- [Parts of the exercise]
a – The passage about libraries in Taiwan under Japanese rule names three major libraries of that period. List all three.
b – Tally the lines of the records that contain the string "vent". Reply with the number only.

Librarians such as Tanaka thus helped build both valuable and comprehensive collections of material on modern social and technological issues, slowly albeit unconsciously paving the way for Taiwanese students to develop cultural literacy. Three major libraries in the Japanese period were instrumental in this regard: the archival material of the colonial government library, the special collections and modern library of TIU, and books on various subjects in the Taichung public library. Together with newspapers and journals, these libraries made texts in Japanese, Chinese, and a rich diversity of European languages available to Taiwanese scholars as well as the general public.3 Motivated by the colonial assimilation policy, newspapers were published in bilingual forms from the time they were launched in 1896, with approximately eight pages in Japanese and two to three pages in Chinese translation (and one page designated for advertisements or public announcements). Common readers thus gained access to global and local news or information, and acquired modern cultural knowledge and skills. And because higher education was promoted, especially with the establishment of normal colleges and of TIU, private and public libraries were filled with books from Japan and Europe. In this regard, then, Tanaka’s library project went hand in hand with the introduction of print culture and literacy at the time.

- [Records supplied]
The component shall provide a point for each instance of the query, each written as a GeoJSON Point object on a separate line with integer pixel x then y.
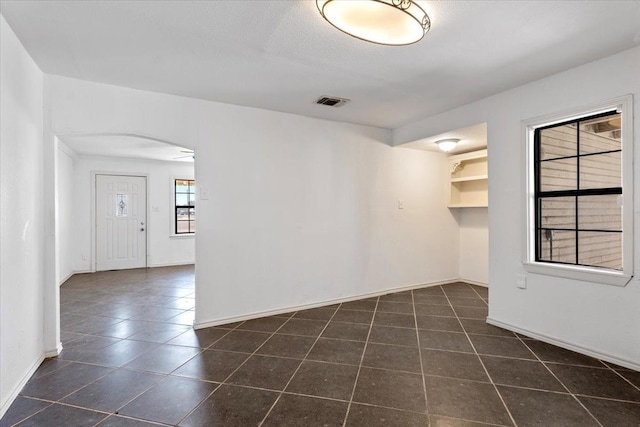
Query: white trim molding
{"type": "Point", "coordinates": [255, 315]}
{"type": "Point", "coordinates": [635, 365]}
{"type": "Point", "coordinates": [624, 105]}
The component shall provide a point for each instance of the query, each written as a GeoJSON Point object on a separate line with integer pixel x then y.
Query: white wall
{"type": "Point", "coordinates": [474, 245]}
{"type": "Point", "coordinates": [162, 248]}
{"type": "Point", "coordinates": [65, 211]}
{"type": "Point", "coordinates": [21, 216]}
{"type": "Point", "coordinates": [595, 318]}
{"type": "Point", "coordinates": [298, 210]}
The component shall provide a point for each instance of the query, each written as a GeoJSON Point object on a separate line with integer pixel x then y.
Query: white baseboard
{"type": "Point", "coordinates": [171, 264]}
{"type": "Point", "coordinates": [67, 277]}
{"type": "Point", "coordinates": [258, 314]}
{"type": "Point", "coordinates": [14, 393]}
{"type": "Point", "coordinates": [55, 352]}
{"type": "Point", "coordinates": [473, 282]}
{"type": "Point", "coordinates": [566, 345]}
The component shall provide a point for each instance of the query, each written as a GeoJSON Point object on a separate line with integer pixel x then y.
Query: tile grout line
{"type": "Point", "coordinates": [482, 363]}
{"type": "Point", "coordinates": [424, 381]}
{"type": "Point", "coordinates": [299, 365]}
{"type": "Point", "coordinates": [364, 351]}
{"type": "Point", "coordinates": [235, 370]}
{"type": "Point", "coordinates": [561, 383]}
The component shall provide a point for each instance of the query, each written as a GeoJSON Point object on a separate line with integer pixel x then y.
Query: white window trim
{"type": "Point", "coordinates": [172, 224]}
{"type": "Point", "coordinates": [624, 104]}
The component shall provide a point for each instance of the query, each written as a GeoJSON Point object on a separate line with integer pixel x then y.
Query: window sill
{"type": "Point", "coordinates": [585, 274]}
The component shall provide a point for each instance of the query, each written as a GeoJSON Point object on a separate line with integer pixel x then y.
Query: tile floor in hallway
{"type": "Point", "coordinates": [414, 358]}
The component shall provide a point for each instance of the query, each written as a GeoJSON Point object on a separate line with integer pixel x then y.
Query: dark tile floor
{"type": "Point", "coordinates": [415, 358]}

...

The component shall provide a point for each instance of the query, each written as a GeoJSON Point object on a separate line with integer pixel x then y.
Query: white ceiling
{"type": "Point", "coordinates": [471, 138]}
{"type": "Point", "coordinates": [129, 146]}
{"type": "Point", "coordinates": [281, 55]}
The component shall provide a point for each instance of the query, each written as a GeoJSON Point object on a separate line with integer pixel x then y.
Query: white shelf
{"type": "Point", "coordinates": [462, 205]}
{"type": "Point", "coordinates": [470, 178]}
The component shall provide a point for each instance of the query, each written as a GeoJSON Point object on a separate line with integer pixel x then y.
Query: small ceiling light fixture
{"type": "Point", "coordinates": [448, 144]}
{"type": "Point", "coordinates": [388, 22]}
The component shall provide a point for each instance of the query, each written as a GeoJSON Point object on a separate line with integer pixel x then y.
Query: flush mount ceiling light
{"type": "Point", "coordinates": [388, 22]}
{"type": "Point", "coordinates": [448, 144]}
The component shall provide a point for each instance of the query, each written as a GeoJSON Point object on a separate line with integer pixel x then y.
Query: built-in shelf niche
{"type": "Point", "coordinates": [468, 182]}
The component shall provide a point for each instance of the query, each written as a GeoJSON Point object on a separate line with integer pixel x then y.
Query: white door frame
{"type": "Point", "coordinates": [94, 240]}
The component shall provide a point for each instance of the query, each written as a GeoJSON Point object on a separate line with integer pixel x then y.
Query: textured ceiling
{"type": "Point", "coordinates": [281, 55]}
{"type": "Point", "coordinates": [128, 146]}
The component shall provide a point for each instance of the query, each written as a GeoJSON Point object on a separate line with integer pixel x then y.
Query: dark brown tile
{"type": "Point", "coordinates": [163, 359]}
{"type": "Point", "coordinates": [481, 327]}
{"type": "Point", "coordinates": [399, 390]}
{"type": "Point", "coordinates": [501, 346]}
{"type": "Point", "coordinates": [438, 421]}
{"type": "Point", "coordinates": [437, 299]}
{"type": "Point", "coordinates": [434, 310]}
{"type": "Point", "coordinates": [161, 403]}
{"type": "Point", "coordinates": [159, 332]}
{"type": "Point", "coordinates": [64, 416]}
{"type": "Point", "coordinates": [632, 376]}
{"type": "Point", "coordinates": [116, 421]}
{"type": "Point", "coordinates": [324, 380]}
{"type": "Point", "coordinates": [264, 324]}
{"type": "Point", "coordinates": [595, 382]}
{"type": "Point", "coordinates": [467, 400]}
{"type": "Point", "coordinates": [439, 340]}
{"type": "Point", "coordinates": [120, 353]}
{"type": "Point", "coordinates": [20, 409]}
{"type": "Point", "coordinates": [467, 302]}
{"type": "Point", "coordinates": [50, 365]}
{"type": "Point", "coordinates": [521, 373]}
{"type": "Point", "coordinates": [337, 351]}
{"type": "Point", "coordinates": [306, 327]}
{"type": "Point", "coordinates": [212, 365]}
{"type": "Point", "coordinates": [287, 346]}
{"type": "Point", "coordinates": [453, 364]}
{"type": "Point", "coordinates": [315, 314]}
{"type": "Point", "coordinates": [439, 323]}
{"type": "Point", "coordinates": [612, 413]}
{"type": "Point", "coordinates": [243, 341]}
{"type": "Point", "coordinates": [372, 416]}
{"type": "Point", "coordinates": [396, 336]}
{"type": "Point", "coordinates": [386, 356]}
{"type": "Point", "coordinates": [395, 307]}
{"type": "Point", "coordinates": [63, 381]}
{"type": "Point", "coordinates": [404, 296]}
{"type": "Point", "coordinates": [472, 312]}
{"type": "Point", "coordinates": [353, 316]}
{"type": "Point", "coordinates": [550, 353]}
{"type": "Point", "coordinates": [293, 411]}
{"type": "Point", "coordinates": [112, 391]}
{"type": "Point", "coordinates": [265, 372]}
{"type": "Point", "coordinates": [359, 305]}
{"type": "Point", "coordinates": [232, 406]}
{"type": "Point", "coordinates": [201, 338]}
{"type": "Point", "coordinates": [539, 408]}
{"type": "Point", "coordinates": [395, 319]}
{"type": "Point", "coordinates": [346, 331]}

...

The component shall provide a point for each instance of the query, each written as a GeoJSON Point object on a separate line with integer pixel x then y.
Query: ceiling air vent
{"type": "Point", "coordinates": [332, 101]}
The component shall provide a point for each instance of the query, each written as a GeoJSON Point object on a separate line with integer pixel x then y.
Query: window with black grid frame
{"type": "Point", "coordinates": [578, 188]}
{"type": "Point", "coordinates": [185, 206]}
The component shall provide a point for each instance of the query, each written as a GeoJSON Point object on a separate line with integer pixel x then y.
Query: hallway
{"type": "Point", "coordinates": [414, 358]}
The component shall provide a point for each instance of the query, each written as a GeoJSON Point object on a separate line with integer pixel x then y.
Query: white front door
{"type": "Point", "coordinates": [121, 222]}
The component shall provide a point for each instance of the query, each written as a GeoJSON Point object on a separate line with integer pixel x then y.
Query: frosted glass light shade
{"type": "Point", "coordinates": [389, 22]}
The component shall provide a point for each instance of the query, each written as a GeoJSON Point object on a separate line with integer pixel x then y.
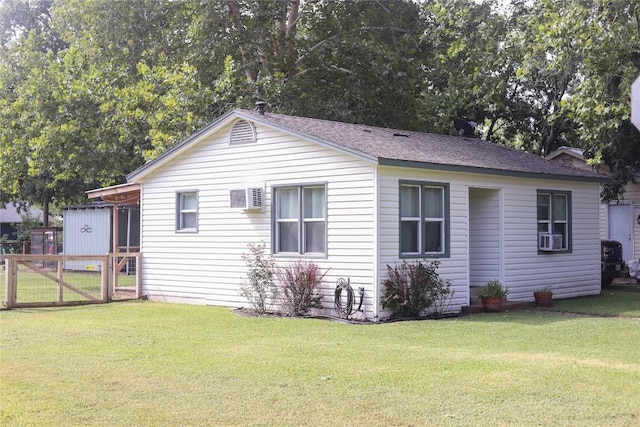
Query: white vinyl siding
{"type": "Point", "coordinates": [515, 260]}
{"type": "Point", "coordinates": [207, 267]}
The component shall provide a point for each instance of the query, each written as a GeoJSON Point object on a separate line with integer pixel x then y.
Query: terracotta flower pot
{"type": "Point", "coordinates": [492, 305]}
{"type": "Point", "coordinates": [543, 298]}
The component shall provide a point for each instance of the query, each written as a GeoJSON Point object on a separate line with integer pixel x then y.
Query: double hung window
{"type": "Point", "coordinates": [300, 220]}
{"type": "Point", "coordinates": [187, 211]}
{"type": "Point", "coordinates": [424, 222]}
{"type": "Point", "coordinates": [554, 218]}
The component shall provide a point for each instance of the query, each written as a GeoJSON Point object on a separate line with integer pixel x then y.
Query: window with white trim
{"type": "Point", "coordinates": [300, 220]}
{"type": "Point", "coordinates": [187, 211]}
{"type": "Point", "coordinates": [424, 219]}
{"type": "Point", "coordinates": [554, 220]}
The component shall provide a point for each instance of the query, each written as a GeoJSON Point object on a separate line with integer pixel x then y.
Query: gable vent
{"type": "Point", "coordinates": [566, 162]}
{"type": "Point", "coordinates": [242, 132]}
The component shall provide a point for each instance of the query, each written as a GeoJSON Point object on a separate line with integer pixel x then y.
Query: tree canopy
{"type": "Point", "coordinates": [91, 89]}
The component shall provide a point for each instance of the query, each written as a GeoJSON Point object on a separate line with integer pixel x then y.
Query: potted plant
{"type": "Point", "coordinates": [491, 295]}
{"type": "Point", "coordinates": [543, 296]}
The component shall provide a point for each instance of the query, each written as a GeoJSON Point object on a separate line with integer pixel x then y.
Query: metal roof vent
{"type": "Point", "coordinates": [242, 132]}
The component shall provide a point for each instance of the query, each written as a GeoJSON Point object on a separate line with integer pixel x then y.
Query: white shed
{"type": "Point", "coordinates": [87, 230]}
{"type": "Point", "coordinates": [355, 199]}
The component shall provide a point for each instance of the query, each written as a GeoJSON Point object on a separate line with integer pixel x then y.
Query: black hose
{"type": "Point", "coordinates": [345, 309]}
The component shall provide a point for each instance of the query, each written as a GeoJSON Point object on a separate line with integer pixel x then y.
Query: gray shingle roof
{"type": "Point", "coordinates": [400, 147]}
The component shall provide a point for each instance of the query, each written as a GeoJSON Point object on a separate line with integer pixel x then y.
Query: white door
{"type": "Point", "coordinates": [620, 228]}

- [Solutions]
a – The colonial government library, the library of TIU, and the Taichung public library.

b – 3